• _ページ抜粋_
####
木を嘴で突く(≒啄ばむ)との言い回し。ドラミングの音が気になるので名付けられたのだろう。
"ケラ"とも呼ばれるが、これは"ケラつつき"の略で、ケラは"虫けら"として使われる語彙。隠れて一生を過ごす"螻蛄"のこと。こちらの方が"木つつき"より古そう。

主要な種は以下の通り。
 《啄木鳥》キツツキけらつつき 【】中国語
  蟻吸アリスイ…蟻食 最小 . or 地啄木
  赤啄木鳥アカゲラ 大斑啄木鳥
  緑啄木鳥アオゲラ 日本緑啄木鳥
   山啄木鳥ヤマゲラ…山棲ではない 灰頭緑啄木鳥
  熊啄木鳥クマゲラ…最大 黒啄木鳥
  小啄木鳥コゲラ 小星頭啄木鳥

ここまでなら、なんということもないのだが、驚くことに、これらの名称より早くから使われているのが"寺つつき"らしい。どう考えても、土着の言葉ではないのに、一世風靡したらしい。不自然な展開になるが、"テラ"が"ケラ"に変化したとの見方もできる訳だ。

後世ではあるが、この名前の出自を題材にした作品がある。どんなイメージで"寺つつき"を見ていたか参考になる。[鳥山石燕:「今昔画図続百鬼」1779年]要するに、赤啄木鳥(土着という点では緑啄木鳥の筈だが.)的反仏教派として討伐された、物部守屋の妖怪ということ。もちろん、大集団で聖徳太子の四天王寺や法隆寺の木の柱を襲ったとされる訳だ。その元ネタは言うまでもなく、平家物語の仏教説話増補版たる「源平盛衰記」巻十"守屋成啄木鳥事"。この頃に創作されたのではなく、かなり古い出自と考えるべきかも。
####
• _作業内容_
1. キツツキの呼び名についての本文を、二文で要約してください。
2. キツツキの呼び名についての本文のうち、「主要な種は以下の通り。」から「化したとの見方もできる訳だ。」までを一字一句変えずに出力してください。
次に示す項目は、別の出典から取られたものです。

• _保存データ_
####
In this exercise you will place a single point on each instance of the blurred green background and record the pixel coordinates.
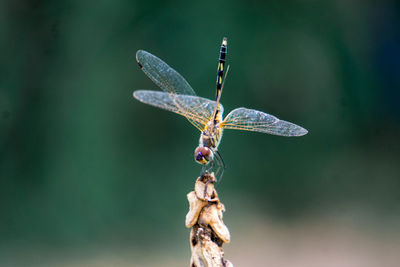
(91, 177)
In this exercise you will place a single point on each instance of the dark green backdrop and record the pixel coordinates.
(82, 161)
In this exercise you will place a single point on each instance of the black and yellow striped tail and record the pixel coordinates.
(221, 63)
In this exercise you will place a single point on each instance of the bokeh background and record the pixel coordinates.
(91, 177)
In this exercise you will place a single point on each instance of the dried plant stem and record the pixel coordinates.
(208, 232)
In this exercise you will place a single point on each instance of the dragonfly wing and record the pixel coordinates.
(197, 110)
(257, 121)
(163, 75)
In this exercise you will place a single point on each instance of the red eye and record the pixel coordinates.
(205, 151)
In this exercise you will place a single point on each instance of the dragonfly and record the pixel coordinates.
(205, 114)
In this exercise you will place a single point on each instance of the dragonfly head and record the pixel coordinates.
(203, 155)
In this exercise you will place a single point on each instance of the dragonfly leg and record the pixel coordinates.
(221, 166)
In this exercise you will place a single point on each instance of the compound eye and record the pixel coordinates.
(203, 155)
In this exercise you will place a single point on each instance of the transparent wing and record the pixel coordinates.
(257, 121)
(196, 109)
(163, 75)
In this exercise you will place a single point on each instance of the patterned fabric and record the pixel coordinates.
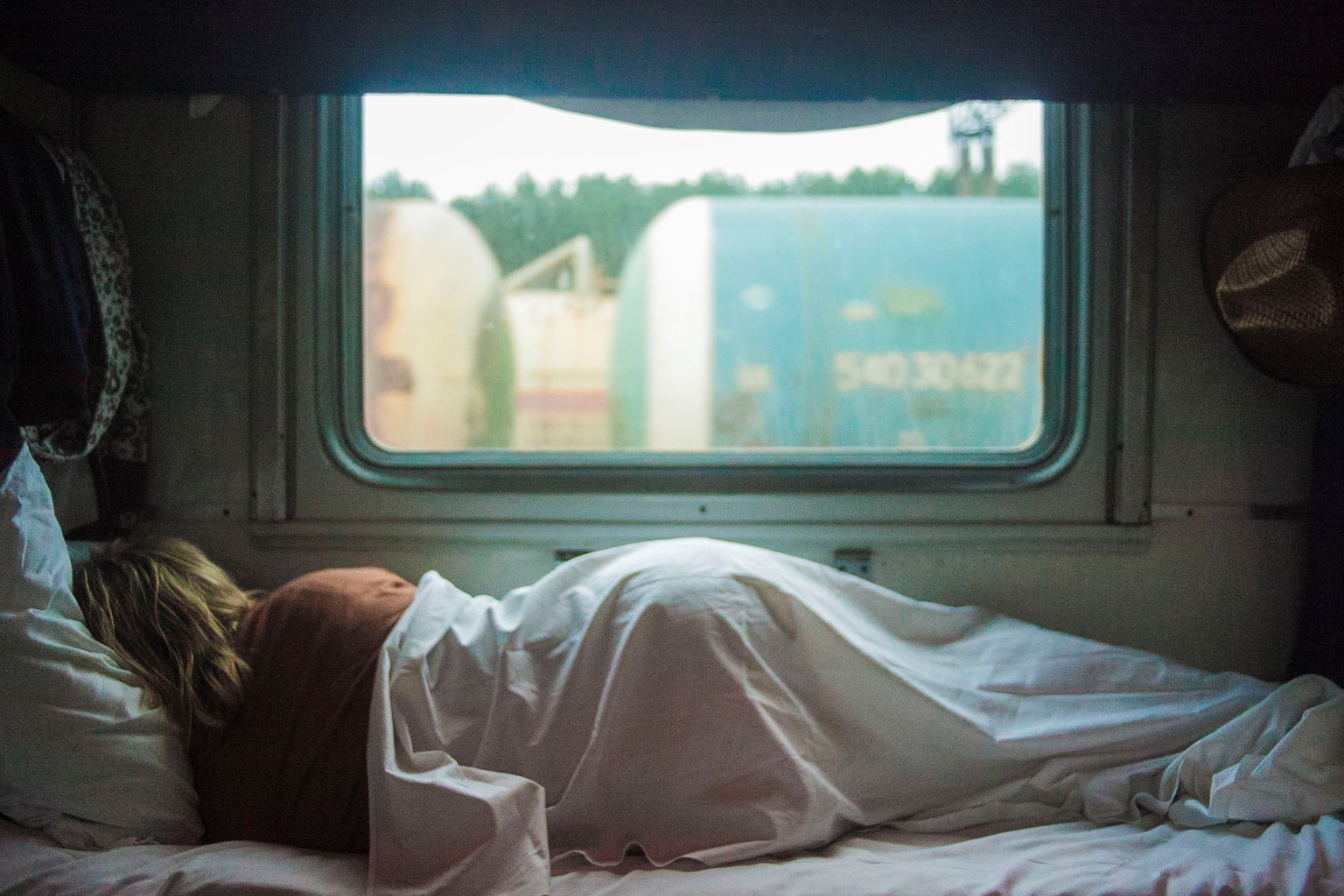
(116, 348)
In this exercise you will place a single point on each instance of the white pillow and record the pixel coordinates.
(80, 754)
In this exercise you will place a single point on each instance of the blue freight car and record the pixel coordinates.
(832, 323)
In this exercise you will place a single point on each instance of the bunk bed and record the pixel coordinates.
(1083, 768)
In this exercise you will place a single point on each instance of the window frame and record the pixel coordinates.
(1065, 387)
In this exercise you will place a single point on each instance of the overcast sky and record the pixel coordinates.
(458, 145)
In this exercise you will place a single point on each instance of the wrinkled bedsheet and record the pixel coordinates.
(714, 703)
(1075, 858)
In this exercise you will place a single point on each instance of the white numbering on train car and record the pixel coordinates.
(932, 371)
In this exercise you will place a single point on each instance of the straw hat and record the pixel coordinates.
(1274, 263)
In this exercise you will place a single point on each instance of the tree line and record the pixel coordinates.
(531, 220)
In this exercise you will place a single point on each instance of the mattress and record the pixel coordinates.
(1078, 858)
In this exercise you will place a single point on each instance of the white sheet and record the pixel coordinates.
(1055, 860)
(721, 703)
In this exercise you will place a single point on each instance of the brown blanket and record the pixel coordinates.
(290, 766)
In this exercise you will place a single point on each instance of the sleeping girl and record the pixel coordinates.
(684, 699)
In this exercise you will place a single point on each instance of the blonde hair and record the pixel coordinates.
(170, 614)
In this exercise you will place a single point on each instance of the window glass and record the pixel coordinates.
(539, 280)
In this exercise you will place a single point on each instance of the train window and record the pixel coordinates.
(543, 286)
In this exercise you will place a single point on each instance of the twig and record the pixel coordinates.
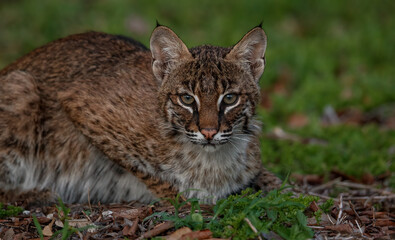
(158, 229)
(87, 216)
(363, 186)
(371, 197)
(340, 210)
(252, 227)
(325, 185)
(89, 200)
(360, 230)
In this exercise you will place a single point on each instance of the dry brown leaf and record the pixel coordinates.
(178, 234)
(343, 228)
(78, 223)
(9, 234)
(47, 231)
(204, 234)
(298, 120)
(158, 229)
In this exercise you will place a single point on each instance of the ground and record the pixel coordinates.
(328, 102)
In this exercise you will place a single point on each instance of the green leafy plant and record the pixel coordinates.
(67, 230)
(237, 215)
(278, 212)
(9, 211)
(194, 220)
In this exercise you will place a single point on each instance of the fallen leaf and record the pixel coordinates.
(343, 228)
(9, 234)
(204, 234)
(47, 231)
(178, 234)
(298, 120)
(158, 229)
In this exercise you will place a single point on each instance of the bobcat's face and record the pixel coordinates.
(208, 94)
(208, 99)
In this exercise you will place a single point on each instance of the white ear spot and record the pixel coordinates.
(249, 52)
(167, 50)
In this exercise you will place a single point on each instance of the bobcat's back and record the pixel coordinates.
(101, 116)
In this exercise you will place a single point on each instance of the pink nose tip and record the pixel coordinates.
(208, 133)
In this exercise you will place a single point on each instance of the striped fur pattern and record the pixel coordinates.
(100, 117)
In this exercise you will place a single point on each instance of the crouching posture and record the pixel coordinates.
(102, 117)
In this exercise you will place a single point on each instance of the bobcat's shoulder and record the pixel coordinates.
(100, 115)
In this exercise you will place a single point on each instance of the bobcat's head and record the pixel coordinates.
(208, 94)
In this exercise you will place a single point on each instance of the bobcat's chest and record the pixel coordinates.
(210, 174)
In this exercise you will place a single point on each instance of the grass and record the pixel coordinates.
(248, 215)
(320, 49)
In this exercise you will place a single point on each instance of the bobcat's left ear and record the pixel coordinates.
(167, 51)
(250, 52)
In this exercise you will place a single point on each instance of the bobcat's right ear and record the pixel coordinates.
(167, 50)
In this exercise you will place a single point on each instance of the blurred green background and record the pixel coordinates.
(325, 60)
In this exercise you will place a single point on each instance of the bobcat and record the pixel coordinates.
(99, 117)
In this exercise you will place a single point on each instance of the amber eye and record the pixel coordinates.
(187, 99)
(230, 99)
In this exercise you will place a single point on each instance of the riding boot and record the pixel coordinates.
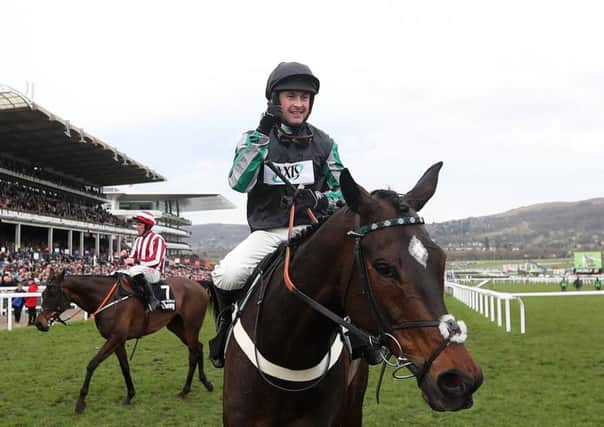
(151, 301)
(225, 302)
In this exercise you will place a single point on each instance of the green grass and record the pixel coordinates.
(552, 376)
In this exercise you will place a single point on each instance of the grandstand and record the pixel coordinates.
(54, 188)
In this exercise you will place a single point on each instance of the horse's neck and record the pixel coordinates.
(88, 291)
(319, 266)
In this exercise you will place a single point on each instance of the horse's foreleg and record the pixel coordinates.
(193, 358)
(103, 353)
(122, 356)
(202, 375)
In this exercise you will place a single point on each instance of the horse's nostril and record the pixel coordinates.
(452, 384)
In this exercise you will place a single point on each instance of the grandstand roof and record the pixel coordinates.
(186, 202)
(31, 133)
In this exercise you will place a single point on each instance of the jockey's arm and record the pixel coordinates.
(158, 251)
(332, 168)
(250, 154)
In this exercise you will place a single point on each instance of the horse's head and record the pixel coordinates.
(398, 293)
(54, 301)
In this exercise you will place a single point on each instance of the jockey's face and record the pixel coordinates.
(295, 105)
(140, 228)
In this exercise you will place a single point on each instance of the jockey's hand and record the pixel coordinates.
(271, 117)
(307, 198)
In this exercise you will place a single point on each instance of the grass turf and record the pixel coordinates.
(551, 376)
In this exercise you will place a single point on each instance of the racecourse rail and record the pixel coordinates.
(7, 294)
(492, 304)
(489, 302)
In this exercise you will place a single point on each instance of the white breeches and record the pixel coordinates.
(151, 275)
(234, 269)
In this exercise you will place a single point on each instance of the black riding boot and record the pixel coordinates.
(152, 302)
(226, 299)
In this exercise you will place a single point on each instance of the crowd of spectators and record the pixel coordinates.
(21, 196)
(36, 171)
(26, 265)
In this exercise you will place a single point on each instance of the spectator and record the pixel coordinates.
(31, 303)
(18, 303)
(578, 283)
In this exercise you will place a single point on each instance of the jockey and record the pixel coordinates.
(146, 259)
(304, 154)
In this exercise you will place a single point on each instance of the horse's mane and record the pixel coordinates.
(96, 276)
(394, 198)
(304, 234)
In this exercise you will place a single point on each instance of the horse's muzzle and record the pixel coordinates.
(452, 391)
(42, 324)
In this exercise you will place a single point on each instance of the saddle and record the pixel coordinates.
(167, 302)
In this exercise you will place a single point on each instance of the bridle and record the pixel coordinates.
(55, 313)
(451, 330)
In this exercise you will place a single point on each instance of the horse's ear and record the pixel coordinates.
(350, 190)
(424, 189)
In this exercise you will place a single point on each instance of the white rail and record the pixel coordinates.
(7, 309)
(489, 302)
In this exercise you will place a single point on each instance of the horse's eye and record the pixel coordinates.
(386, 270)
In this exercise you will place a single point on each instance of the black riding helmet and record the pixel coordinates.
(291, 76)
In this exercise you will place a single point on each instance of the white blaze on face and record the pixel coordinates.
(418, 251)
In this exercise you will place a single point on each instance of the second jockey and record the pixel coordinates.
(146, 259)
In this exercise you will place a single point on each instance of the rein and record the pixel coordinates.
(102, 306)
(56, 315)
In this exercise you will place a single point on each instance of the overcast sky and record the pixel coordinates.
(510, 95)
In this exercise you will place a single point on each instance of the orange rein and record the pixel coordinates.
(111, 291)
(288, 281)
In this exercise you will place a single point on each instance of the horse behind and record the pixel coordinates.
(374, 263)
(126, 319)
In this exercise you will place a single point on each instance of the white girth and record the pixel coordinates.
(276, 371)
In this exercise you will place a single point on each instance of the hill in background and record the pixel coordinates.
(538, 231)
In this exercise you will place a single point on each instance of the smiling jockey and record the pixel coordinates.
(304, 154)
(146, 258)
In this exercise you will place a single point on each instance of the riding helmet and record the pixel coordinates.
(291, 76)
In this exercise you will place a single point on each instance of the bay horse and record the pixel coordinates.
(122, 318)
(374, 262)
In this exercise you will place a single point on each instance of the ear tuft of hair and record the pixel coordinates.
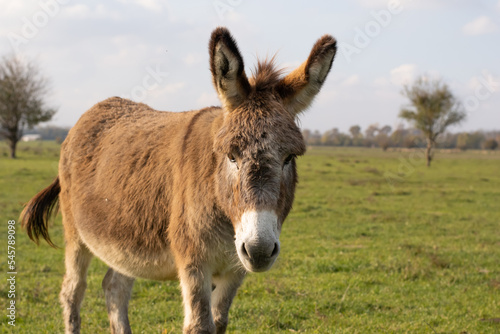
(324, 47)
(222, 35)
####
• _解答_
1. 「キツツキ」は木を嘴で突くという言い回しに由来する名で、「ケラ」とも呼ばれますが、これは「ケラつつき」の略です。驚くことに、これらより早くから「寺つつき」という名称が使われていたらしく、その出自を題材にした鳥山石燕の作品では物部守屋の妖怪とされ、その元ネタは「源平盛衰記」巻十にあります。

2.
主要な種は以下の通り。
 《啄木鳥》キツツキけらつつき 【】中国語
  蟻吸アリスイ…蟻食 最小 . or 地啄木
  赤啄木鳥アカゲラ 大斑啄木鳥
  緑啄木鳥アオゲラ 日本緑啄木鳥
   山啄木鳥ヤマゲラ…山棲ではない 灰頭緑啄木鳥
  熊啄木鳥クマゲラ…最大 黒啄木鳥
  小啄木鳥コゲラ 小星頭啄木鳥

ここまでなら、なんということもないのだが、驚くことに、これらの名称より早くから使われているのが"寺つつき"らしい。どう考えても、土着の言葉ではないのに、一世風靡したらしい。不自然な展開になるが、"テラ"が"ケラ"に変化したとの見方もできる訳だ。